#### Work request:
Produce a verbatim copy of the lines from the one holding "# put a dot on each instance of the boat, one" through the last line of the listing, and nothing else.

--- Data excerpts Enclosed Below ---

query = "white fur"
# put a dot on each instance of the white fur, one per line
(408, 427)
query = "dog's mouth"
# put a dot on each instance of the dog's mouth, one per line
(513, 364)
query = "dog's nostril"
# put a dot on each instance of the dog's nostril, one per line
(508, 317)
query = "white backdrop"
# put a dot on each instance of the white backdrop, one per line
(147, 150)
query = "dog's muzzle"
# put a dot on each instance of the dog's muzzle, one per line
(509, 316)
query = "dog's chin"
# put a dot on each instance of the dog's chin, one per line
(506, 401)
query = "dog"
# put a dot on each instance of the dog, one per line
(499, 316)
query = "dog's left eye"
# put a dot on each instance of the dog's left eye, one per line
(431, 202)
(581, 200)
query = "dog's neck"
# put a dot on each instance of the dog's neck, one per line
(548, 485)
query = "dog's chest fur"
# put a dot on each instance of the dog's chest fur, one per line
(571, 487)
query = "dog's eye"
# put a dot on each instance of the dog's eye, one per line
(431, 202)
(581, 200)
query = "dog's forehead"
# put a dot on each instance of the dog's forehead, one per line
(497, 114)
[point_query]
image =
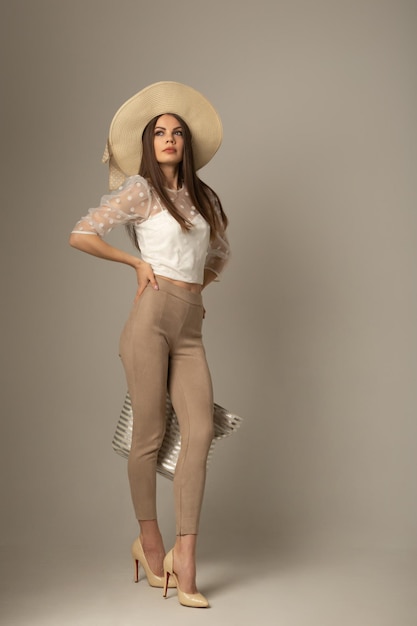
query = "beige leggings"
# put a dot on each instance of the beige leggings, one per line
(161, 347)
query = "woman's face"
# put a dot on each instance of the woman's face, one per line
(168, 140)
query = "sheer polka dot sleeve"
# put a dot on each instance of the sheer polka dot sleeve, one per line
(130, 203)
(219, 249)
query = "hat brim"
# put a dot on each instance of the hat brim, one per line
(129, 122)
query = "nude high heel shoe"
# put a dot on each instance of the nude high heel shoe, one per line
(139, 557)
(196, 600)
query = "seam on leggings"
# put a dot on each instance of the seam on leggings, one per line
(184, 456)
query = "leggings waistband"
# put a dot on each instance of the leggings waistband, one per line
(178, 292)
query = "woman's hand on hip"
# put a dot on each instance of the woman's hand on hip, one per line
(144, 275)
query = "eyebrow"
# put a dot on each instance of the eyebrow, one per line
(163, 127)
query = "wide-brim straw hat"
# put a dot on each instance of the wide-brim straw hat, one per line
(124, 146)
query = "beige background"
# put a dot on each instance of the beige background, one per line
(310, 334)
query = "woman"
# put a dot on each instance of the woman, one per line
(157, 141)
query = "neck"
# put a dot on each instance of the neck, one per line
(171, 175)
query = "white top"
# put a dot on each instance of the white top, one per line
(172, 252)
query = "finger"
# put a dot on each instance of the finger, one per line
(153, 282)
(141, 289)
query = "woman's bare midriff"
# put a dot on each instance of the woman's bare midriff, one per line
(193, 287)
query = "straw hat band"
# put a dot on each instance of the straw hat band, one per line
(125, 136)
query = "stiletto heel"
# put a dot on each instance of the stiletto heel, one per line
(196, 600)
(139, 557)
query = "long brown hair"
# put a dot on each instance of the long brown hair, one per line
(201, 195)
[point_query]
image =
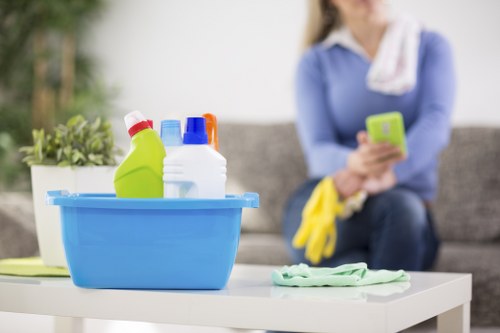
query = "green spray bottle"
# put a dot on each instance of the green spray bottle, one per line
(140, 175)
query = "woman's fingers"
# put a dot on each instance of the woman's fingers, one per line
(362, 138)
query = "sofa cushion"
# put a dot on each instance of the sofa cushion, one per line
(468, 203)
(266, 159)
(480, 260)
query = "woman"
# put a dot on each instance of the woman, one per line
(362, 60)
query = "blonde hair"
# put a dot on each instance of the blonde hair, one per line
(323, 17)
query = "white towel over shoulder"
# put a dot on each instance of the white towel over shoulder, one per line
(394, 69)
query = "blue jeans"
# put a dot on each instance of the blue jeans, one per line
(394, 230)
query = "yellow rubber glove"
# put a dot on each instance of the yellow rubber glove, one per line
(317, 231)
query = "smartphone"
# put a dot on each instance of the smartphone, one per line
(387, 127)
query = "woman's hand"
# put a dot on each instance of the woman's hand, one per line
(373, 159)
(382, 183)
(347, 182)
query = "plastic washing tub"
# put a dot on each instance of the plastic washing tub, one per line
(150, 243)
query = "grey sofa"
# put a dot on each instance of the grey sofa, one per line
(267, 159)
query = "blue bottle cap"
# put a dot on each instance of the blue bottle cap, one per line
(171, 133)
(196, 133)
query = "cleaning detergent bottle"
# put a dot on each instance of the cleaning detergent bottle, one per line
(195, 170)
(140, 173)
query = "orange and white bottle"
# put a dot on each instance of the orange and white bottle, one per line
(195, 169)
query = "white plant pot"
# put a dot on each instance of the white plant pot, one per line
(98, 179)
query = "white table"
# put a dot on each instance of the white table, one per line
(250, 301)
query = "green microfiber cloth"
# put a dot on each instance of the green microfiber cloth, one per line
(346, 275)
(30, 267)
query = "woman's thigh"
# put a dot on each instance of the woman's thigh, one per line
(387, 219)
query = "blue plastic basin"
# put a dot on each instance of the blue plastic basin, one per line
(150, 243)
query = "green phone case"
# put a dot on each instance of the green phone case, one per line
(387, 127)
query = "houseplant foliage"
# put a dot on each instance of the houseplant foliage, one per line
(79, 142)
(46, 76)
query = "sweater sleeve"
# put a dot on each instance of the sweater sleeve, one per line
(324, 155)
(431, 130)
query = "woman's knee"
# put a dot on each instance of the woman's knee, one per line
(405, 207)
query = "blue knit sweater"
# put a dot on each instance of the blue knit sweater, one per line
(333, 102)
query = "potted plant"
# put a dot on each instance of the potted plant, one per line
(78, 156)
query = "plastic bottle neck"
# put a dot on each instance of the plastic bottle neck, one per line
(140, 126)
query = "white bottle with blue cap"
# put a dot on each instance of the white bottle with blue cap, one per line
(195, 170)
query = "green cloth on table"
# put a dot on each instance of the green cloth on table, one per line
(30, 267)
(353, 275)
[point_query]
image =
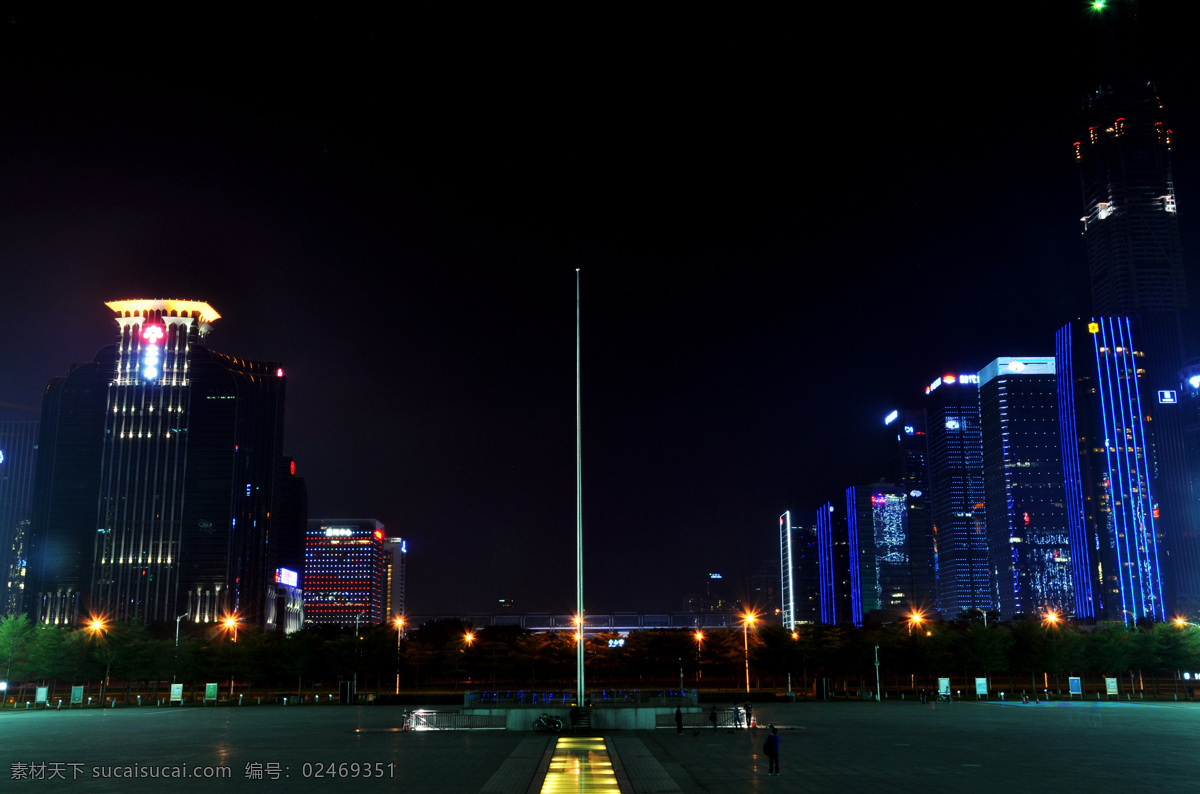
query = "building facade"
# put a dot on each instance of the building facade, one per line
(957, 495)
(160, 476)
(1030, 549)
(1113, 517)
(346, 571)
(1137, 269)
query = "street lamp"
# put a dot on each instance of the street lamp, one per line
(400, 632)
(916, 618)
(177, 644)
(99, 626)
(748, 619)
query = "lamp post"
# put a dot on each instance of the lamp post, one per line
(400, 632)
(177, 645)
(231, 621)
(876, 673)
(749, 618)
(97, 626)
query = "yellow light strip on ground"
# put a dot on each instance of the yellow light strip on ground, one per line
(580, 764)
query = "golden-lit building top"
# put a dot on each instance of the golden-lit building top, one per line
(167, 307)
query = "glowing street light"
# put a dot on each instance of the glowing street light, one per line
(231, 624)
(747, 620)
(400, 633)
(916, 618)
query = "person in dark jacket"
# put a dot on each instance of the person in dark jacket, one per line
(771, 747)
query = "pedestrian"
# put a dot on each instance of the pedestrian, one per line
(771, 749)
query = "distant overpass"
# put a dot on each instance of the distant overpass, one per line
(593, 624)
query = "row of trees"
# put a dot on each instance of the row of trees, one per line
(453, 655)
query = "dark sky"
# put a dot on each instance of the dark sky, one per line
(787, 224)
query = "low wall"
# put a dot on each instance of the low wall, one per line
(634, 717)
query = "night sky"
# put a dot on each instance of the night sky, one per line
(787, 224)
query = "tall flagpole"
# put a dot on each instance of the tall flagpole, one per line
(579, 505)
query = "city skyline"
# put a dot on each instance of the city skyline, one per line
(399, 222)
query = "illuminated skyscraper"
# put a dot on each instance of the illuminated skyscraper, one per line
(1024, 487)
(913, 447)
(1135, 260)
(161, 485)
(18, 445)
(879, 549)
(833, 565)
(957, 497)
(346, 571)
(1113, 518)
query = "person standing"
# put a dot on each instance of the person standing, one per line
(771, 747)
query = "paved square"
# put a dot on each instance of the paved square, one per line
(892, 746)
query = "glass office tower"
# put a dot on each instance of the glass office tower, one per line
(1113, 517)
(1024, 487)
(161, 485)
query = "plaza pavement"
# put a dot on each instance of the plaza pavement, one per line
(892, 746)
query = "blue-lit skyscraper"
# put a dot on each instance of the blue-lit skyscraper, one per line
(957, 494)
(910, 429)
(1023, 485)
(18, 446)
(1137, 270)
(877, 534)
(1109, 464)
(833, 565)
(345, 571)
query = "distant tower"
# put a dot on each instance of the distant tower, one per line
(913, 449)
(1024, 487)
(345, 572)
(957, 494)
(396, 576)
(1113, 518)
(879, 549)
(18, 446)
(161, 485)
(1135, 260)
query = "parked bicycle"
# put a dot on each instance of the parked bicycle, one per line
(547, 722)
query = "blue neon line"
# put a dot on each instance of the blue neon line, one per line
(1104, 382)
(1149, 509)
(856, 583)
(1132, 463)
(1068, 437)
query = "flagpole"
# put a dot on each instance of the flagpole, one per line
(579, 505)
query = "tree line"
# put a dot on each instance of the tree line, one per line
(443, 655)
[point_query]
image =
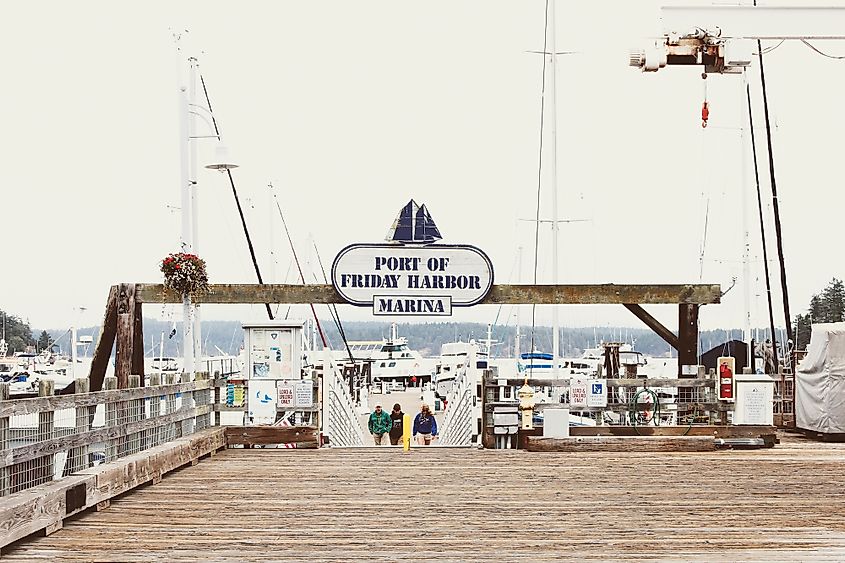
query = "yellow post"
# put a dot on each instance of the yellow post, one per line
(406, 432)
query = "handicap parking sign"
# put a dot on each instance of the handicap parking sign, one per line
(597, 396)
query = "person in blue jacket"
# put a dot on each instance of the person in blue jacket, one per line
(425, 426)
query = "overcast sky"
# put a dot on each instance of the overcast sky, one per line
(353, 108)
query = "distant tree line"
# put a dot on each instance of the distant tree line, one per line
(226, 337)
(825, 307)
(18, 333)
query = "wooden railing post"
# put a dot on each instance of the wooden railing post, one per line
(134, 442)
(200, 397)
(110, 384)
(46, 388)
(188, 403)
(175, 428)
(78, 457)
(4, 441)
(154, 433)
(216, 401)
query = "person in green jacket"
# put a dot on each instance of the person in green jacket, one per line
(379, 424)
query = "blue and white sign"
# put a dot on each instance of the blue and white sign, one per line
(597, 396)
(587, 393)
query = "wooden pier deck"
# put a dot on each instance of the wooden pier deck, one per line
(786, 503)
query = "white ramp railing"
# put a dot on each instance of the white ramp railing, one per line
(461, 421)
(340, 421)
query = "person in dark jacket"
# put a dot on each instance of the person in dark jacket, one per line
(378, 424)
(425, 427)
(397, 418)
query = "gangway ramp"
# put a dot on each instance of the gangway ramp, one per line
(467, 504)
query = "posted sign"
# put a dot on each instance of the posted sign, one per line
(412, 280)
(586, 393)
(286, 394)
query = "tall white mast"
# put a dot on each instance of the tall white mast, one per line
(746, 239)
(551, 125)
(193, 183)
(187, 229)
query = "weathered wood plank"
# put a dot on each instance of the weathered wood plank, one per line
(45, 507)
(698, 294)
(703, 430)
(783, 504)
(34, 405)
(667, 335)
(252, 435)
(38, 508)
(620, 444)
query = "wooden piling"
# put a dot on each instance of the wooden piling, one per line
(110, 384)
(4, 441)
(78, 457)
(44, 465)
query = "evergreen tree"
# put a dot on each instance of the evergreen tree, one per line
(18, 333)
(827, 307)
(44, 341)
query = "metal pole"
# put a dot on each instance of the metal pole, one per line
(73, 352)
(551, 92)
(746, 242)
(186, 243)
(192, 171)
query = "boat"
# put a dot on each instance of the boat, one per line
(393, 364)
(454, 357)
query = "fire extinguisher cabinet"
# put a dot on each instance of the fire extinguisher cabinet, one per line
(754, 399)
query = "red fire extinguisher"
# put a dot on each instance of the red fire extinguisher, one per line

--- End of Enclosed Data excerpts ---

#### Result of the exercise:
# put a dot on each instance of the boat, one per line
(393, 364)
(454, 357)
query = "fire extinguisher cabinet"
# put a dot on each instance of the fire extinguisher cabinet, one per line
(754, 399)
query = "red fire extinguisher"
# put a dot on each instance of the red fire extinguisher, one per line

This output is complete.